→ **INSTRUCTIONS FOR THE TASK**:
Return each of the entries below verbatim, line for line, and leave the pictures out.

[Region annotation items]
'''
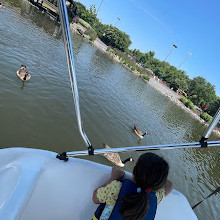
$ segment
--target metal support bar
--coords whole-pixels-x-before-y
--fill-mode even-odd
[[[78,94],[78,87],[77,87],[77,81],[76,81],[73,50],[72,50],[72,43],[71,43],[71,36],[70,36],[70,29],[69,29],[69,20],[68,20],[68,14],[67,14],[65,0],[58,0],[58,9],[59,9],[61,27],[63,30],[63,37],[64,37],[64,44],[65,44],[65,49],[66,49],[70,84],[71,84],[71,89],[72,89],[72,94],[73,94],[73,100],[74,100],[74,105],[75,105],[78,128],[79,128],[80,135],[82,136],[86,146],[88,147],[89,155],[92,155],[93,148],[92,148],[92,145],[91,145],[86,133],[84,132],[81,114],[80,114],[79,94]]]
[[[212,123],[209,125],[209,127],[206,129],[206,131],[203,134],[204,138],[209,138],[212,131],[214,130],[214,128],[216,127],[216,125],[218,124],[218,122],[220,121],[220,107],[218,109],[218,111],[215,113],[215,116],[213,117]]]
[[[168,150],[168,149],[181,149],[181,148],[200,148],[200,142],[195,143],[182,143],[182,144],[166,144],[166,145],[152,145],[152,146],[137,146],[137,147],[121,147],[111,149],[95,149],[94,154],[106,154],[106,153],[122,153],[132,151],[150,151],[150,150]],[[220,147],[220,141],[209,141],[208,147]],[[68,157],[86,156],[87,151],[73,151],[67,152]]]

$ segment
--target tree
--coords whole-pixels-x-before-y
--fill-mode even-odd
'''
→ **WRITTEN RESPONSE**:
$ segment
--target metal support bar
--coords whole-pixels-x-before-y
--fill-mode even-odd
[[[78,94],[78,87],[77,87],[77,81],[76,81],[73,50],[72,50],[72,43],[71,43],[71,36],[70,36],[70,29],[69,29],[69,20],[68,20],[68,14],[67,14],[65,0],[58,0],[58,9],[59,9],[61,27],[63,30],[63,37],[64,37],[64,44],[65,44],[65,49],[66,49],[70,84],[71,84],[71,89],[72,89],[72,94],[73,94],[73,100],[74,100],[74,105],[75,105],[78,128],[79,128],[80,135],[82,136],[86,146],[88,147],[89,155],[92,155],[93,148],[92,148],[92,145],[91,145],[86,133],[84,132],[81,114],[80,114],[79,94]]]
[[[212,123],[209,125],[209,127],[206,129],[206,131],[203,134],[204,138],[209,138],[212,131],[214,130],[214,128],[216,127],[216,125],[218,124],[218,122],[220,121],[220,107],[218,109],[218,111],[215,113],[215,116],[213,117]]]
[[[168,150],[168,149],[181,149],[181,148],[200,148],[200,142],[195,143],[182,143],[182,144],[166,144],[166,145],[152,145],[152,146],[137,146],[137,147],[121,147],[111,149],[95,149],[94,154],[106,154],[106,153],[122,153],[132,151],[150,151],[150,150]],[[220,147],[220,141],[209,141],[208,147]],[[68,157],[86,156],[87,151],[73,151],[67,152]]]

$ segment
--target tree
--coords whole-pixels-x-before-y
--fill-mode even-odd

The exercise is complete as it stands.